▶ _GIVEN TASK_
Set down, without alteration, the lines from the one that contains "In the photo above, where can the white certificate" through the final line of the material below.

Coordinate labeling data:
+-------+

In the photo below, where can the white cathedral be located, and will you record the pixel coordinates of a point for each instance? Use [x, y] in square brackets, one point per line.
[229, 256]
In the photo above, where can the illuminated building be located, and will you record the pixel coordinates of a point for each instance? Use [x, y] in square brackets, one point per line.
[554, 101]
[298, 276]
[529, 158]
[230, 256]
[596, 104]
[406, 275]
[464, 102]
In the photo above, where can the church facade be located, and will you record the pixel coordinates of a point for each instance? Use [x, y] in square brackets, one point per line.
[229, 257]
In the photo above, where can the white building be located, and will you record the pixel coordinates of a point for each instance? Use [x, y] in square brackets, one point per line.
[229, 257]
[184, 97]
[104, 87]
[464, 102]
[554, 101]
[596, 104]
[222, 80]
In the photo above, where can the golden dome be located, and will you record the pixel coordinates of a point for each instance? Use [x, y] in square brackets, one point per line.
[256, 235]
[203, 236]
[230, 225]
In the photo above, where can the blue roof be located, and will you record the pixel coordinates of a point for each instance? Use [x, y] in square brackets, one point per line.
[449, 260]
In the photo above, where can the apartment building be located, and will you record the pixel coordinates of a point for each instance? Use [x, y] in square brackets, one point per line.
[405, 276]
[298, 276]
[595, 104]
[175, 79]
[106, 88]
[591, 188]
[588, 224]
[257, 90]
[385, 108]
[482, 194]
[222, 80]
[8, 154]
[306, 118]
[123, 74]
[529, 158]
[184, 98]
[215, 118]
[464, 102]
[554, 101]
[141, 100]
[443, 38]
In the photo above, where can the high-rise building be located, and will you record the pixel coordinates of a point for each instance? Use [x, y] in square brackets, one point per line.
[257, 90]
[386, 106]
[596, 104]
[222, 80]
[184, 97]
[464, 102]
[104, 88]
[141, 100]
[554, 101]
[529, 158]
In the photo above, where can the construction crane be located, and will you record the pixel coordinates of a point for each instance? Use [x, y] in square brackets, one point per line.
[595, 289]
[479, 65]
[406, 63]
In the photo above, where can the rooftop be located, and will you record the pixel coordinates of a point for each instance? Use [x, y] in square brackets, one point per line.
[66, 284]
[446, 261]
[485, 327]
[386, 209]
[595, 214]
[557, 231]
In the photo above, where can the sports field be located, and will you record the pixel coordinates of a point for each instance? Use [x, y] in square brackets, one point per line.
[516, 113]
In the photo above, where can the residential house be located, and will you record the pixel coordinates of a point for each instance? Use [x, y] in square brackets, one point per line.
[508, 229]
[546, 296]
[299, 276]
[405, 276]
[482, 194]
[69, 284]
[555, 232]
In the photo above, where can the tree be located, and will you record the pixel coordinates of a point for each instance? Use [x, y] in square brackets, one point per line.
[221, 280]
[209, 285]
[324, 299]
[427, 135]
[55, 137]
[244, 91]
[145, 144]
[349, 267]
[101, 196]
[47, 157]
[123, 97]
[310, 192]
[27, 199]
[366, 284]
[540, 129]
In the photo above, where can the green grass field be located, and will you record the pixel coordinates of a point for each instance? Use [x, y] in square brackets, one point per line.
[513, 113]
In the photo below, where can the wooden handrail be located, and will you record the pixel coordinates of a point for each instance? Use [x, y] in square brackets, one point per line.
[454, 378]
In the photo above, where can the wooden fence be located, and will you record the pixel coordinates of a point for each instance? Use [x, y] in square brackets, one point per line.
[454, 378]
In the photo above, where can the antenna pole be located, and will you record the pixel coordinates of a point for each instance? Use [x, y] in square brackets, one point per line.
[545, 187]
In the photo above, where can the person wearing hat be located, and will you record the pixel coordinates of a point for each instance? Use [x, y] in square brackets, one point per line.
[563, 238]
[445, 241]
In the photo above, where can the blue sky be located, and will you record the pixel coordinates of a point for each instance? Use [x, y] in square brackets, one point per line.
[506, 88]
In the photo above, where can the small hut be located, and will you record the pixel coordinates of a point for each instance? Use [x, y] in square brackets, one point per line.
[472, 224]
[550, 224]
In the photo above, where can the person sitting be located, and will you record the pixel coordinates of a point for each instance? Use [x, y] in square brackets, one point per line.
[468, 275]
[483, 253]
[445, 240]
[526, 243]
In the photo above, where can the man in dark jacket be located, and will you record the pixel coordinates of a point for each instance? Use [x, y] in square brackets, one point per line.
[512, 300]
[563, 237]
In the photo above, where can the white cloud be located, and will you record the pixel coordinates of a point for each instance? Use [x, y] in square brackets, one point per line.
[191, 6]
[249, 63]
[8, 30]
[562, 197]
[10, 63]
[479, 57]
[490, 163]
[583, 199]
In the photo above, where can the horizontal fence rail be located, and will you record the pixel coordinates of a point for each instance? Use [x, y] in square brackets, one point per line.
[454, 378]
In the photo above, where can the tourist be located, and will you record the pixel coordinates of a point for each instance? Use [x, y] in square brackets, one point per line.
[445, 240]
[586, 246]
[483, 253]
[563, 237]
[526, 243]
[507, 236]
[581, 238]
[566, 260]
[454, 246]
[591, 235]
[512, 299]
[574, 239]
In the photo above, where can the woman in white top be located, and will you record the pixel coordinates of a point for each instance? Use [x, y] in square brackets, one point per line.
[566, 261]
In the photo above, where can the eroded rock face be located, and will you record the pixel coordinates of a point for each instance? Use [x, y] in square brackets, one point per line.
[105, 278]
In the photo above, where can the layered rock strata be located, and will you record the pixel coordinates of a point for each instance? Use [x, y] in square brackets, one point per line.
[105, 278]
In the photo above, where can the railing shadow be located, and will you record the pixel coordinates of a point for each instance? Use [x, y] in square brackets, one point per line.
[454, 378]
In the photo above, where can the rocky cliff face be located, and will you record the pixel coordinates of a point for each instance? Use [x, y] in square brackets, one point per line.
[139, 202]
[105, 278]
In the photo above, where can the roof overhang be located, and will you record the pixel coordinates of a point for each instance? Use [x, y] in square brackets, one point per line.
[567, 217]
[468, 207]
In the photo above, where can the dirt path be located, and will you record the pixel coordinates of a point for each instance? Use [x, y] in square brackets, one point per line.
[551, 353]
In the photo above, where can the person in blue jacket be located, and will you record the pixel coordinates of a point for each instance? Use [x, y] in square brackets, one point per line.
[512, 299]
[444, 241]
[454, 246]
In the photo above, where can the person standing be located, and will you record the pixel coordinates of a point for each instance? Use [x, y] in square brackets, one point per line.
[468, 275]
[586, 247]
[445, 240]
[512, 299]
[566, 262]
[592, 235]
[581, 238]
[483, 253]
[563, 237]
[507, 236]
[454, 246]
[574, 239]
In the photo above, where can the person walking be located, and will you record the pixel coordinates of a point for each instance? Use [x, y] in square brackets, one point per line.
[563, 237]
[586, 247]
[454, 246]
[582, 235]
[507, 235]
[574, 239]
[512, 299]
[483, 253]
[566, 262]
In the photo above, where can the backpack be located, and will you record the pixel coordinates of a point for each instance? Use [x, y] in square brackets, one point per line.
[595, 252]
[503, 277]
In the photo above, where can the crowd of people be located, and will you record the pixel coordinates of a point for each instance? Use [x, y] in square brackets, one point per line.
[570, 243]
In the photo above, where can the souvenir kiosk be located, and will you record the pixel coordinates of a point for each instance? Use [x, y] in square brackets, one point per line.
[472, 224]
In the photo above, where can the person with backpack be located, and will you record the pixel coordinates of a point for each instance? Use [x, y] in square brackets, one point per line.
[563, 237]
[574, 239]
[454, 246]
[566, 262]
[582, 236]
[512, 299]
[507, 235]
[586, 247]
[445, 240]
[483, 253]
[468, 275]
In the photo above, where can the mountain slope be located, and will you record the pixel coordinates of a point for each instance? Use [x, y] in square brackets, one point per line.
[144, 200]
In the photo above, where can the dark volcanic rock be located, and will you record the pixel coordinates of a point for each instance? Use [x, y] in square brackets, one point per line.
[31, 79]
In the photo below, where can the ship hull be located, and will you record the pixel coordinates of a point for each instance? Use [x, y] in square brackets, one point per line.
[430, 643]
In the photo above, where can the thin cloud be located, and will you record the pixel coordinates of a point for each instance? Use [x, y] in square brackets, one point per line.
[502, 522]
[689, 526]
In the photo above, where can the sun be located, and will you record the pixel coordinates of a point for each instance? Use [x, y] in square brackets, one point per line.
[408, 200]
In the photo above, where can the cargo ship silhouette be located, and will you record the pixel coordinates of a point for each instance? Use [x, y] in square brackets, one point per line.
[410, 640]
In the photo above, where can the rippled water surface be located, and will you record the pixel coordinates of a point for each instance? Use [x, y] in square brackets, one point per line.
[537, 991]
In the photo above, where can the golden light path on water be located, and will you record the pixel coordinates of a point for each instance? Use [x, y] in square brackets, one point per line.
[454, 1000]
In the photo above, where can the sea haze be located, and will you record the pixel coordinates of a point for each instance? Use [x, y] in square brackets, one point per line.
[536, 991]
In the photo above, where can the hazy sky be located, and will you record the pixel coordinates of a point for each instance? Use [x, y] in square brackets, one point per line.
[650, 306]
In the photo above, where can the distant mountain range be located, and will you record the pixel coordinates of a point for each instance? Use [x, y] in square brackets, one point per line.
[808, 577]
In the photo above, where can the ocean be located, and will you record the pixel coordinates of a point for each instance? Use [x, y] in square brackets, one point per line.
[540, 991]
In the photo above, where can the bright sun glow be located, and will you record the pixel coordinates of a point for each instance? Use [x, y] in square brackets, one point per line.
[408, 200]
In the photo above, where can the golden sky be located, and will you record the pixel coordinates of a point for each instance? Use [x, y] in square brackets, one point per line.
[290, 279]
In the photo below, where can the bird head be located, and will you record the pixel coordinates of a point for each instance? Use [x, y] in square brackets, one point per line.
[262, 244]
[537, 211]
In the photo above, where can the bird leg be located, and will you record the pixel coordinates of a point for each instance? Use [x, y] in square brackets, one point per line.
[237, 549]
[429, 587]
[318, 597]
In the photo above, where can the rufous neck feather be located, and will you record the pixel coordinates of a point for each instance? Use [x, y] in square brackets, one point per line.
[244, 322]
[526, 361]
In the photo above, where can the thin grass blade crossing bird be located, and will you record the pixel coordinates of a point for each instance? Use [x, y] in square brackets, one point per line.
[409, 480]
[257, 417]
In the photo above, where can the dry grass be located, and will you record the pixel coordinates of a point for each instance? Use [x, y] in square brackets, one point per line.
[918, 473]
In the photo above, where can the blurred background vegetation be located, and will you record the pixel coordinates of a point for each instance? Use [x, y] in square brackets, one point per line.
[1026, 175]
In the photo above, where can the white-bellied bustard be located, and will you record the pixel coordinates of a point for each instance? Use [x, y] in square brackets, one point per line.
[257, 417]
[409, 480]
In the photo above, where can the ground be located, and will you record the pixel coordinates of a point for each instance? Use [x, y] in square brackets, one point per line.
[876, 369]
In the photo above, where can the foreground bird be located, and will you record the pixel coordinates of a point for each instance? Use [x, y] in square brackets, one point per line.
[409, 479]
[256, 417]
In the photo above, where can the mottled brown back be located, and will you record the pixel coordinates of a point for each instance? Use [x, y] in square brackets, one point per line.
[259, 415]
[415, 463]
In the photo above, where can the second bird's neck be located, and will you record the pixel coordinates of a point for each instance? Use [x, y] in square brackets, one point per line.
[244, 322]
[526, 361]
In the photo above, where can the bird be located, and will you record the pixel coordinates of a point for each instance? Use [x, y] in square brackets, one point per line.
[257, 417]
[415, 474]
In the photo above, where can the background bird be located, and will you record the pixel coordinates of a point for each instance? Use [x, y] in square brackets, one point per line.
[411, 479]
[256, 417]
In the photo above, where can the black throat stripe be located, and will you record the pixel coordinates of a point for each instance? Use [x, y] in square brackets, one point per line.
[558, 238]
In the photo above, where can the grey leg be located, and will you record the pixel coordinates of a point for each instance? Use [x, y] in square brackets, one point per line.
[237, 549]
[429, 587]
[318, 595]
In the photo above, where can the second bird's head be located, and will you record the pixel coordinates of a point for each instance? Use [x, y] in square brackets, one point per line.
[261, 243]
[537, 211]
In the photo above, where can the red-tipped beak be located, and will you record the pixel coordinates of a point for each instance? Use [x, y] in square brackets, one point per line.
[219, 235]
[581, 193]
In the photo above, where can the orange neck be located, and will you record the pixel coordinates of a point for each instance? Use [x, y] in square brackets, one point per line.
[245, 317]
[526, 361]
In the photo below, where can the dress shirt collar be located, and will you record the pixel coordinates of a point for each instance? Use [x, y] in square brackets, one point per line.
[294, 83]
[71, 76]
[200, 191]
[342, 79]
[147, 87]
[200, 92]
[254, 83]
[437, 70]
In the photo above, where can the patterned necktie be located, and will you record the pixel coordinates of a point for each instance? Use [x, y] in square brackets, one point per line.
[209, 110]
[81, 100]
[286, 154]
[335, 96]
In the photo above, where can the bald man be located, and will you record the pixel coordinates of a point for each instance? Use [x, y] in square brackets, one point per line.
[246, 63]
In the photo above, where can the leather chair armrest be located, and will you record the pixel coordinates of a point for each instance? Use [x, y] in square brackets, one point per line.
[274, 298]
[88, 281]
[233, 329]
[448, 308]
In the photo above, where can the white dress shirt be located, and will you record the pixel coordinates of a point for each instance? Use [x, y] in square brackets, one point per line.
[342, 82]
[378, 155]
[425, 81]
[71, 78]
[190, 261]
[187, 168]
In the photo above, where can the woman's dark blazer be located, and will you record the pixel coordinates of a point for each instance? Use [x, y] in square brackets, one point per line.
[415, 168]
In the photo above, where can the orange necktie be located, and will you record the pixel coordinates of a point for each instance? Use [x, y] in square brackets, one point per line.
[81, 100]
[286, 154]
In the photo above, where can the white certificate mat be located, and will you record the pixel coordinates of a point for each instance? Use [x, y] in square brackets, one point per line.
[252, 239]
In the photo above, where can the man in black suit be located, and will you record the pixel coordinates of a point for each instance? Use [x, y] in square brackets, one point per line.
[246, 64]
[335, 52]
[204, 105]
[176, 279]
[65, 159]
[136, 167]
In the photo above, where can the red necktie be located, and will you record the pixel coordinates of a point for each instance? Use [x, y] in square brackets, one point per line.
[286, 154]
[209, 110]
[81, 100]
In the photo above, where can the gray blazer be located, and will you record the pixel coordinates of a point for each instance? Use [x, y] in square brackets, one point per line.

+-------+

▶ _RESULT OF THE EXERCISE_
In the photo above, where can the white certificate mat be located, and will you record the pixel coordinates of a point for each instance? Use [x, y] in square brackets, one point per line.
[252, 239]
In the photo above, where can the man in black suit be located, and will you record the pixel coordinates of a point for each instance? Use [x, y] in square brackets, one point per line.
[246, 64]
[335, 52]
[204, 105]
[176, 279]
[65, 159]
[136, 167]
In the photo above, where can the red necktie be located, and will you record the pixel coordinates of a point for each instance? Use [x, y] in square brackets, one point per line.
[286, 154]
[209, 110]
[81, 100]
In the photo above, where can the gray blazer be located, and will you record the pixel coordinates of a point for each instance? Use [x, y] in square brackets, one point per line.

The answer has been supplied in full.